And I returned glorifying and praising God.

The clock struck two as I got back to my cell.

Glory to God, my dear friend, glory to God in the highest, and on earth peace, good-will towards men! Amen!



Bethlehem, January 9th, 1832.

Has it not sometimes happened to you, my friend, in treating of what is dear to you, that you have noted down your thoughts, your feelings; your remarks, that you have delineated places, persons, things; much less intent on arranging your ideas than on recording the impressions which you have received, and giving full scope to the effusions of your heart, without knowing when to finish? Such is the predicament in which I am in regard to Bethlehem: if you find reason to complain of my prolixity, I hope at least to interest you by the details.

Bethlehem is situated in the centre of Judea, about two leagues from Jerusalem. It was called in Hebrew



Beth-Lechem, a name given to it by Abraham, signify-ing house of bread. It was likewise called Ephrata, fruitful, after Caleb's wife. It was in allusion to the meaning of these two names that St. Paula, on reaching the place which bore them, exclaimed, full of joy: “I salute thee, Bethlehem, true house of bread, where was born the bread that came down from heaven! I salute thee, Ephrata, fertile land, where God came into the world!"

Bethlehem was likewise called City of David, because it was the birth-place of that prince, one of the ancestors of Jesus Christ, and the most illustrious of the kings of Israel. Lastly, it is sometimes designated in Scripture as Bethlehem of Judah, to distinguish it from another Bethlehem, situated in Galilee, dependent on the tribe of Zebulon, but in no way remarkable.

--------------------------------------------------

## Given instruction:
Pick up the letter about Bethlehem where it ends and write the next part.

## Given information:
--------------------------------------------------

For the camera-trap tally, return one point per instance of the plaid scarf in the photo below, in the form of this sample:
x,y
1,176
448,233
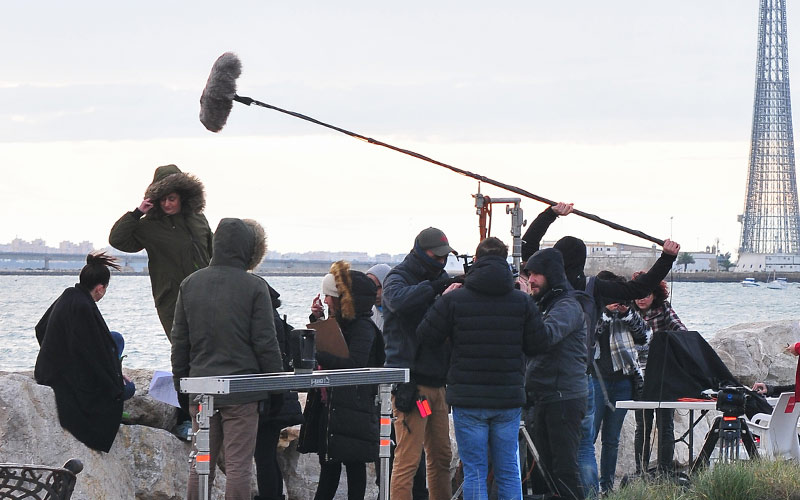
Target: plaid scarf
x,y
621,341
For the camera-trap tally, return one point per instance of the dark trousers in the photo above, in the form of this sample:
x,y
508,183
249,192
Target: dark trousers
x,y
268,472
556,435
329,473
666,438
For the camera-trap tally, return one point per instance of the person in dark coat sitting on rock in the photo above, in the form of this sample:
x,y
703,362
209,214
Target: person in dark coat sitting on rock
x,y
342,423
79,360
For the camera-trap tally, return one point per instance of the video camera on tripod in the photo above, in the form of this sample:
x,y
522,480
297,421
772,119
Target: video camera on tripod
x,y
731,401
728,431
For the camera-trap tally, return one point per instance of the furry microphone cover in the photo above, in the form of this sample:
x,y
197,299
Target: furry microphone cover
x,y
217,99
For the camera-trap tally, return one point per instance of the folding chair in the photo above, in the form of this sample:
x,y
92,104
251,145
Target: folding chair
x,y
39,482
778,432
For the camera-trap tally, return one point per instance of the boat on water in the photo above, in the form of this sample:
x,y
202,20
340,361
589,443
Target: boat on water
x,y
777,283
749,282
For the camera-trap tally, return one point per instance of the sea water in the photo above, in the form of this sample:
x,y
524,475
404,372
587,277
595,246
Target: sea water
x,y
128,308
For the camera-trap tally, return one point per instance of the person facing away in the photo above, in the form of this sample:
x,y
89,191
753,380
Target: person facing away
x,y
169,224
409,290
224,326
491,327
275,414
419,490
377,274
616,374
573,251
657,312
555,379
342,424
78,358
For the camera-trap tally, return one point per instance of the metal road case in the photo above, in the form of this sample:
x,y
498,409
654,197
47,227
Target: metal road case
x,y
208,387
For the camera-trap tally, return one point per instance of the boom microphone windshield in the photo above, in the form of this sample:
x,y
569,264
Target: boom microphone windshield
x,y
220,92
217,99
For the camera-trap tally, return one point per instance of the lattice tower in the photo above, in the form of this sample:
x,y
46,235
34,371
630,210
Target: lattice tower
x,y
771,220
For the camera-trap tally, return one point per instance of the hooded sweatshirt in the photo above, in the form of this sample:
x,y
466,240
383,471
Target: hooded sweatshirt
x,y
224,323
176,245
559,373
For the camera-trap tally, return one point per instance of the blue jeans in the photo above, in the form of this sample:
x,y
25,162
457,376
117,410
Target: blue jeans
x,y
477,428
610,421
587,463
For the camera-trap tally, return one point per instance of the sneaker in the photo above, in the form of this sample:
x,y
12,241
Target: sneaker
x,y
183,430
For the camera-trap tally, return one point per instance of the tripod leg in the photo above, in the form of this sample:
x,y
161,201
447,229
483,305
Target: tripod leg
x,y
708,446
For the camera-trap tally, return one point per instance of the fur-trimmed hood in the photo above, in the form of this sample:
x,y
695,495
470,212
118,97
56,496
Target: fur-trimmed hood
x,y
238,243
168,179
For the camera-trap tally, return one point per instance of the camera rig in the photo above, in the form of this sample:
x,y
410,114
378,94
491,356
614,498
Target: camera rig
x,y
483,208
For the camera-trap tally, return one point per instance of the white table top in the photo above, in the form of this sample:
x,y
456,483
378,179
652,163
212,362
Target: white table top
x,y
678,405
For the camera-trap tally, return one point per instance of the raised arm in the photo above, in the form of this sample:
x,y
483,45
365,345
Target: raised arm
x,y
533,236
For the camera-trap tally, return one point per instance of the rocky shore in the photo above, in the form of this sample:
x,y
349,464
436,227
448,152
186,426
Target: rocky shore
x,y
148,463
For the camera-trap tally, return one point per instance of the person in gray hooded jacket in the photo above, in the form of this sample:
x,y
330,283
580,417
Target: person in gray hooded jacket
x,y
224,326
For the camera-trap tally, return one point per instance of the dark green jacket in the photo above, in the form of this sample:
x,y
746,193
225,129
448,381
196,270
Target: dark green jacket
x,y
224,317
177,245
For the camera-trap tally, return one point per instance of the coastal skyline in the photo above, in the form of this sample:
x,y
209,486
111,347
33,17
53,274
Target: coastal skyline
x,y
611,106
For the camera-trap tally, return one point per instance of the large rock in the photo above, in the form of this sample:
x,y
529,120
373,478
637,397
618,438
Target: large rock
x,y
144,463
753,352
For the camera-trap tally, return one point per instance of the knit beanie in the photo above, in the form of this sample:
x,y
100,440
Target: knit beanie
x,y
329,286
379,271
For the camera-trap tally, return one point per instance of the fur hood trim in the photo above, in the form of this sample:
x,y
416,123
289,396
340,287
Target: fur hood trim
x,y
168,179
341,274
259,245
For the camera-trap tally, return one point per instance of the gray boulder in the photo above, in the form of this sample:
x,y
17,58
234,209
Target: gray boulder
x,y
754,351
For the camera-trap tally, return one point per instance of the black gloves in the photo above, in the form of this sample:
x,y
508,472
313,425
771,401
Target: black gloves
x,y
440,284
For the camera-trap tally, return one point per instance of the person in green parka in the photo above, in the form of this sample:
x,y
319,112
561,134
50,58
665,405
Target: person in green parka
x,y
170,225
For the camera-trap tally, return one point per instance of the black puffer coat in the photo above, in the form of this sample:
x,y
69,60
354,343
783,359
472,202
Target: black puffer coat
x,y
491,326
342,424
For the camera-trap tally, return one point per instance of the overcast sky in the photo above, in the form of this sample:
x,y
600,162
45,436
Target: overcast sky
x,y
639,112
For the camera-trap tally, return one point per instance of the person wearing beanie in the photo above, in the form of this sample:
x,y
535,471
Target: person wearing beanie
x,y
342,423
555,380
409,290
377,274
224,325
492,327
573,251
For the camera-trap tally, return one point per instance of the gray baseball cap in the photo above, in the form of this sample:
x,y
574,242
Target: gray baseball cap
x,y
434,240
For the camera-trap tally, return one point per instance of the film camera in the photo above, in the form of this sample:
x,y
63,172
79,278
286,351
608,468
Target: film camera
x,y
731,401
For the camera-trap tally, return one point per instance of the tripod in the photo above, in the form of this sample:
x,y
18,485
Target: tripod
x,y
727,432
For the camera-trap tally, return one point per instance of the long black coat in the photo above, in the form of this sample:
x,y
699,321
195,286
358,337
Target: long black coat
x,y
79,360
346,427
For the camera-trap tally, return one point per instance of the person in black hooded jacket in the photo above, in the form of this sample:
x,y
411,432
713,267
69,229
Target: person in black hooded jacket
x,y
342,423
573,251
556,378
491,327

--------------------------------------------------

## Task output:
I will not conceal from you, my dear friend, that the surname of Ephrata, given to Bethlehem, as well as to its environs, has drawn a smile of pity from some philosophic travellers by whom it has been visited. They had before their eyes the real causes of the deplorable state in which they found a land, whose fertility is attested by the ancient historians most worthy of credit; but, misled by their prepossessions against Christianity, they have deemed it more philosophic to find fault with the soil itself for its present sterility, than with the oppressors who enchain it, who mutilate the arms necessary for its cultivation, and scarcely leave to the wretched, haggard, and emaciated inhabitants the scanty resources obtained by a toil with which they are more and more disgusted by the abject servitude to which they are re



duced. The truth is, that, at the present day, in places cleared of briars and stones, the soil is extremely fertile. Figs and grapes abound there, and are delicious; every thing thrives there.

The first house in which I set foot on my arrival in Bethlehem, was, as I have told you, the monastery. It is a very extensive structure, the walls of which, built of enormous stones, exhibit, in their height and thickness, the appearance of a fortress. The door is so narrow, and so low, that you are forced to stoop and to squeeze yourself through. It has been made thus to render it more difficult for the Arabs to penetrate into the building, and to prevent several of them from entering at once-a precaution the more necessary in this country, as the people fall foul of the monks, especially when they are burdened by any new impost. They then see no other means of ridding themselves of it, than by throwing the weight of it on the unfortunate Fathers.

The monastery is divided into three parts, occupied separately by the Greeks, the Armenians, and the Catholics. The church is contiguous to the courtyard of the monastery.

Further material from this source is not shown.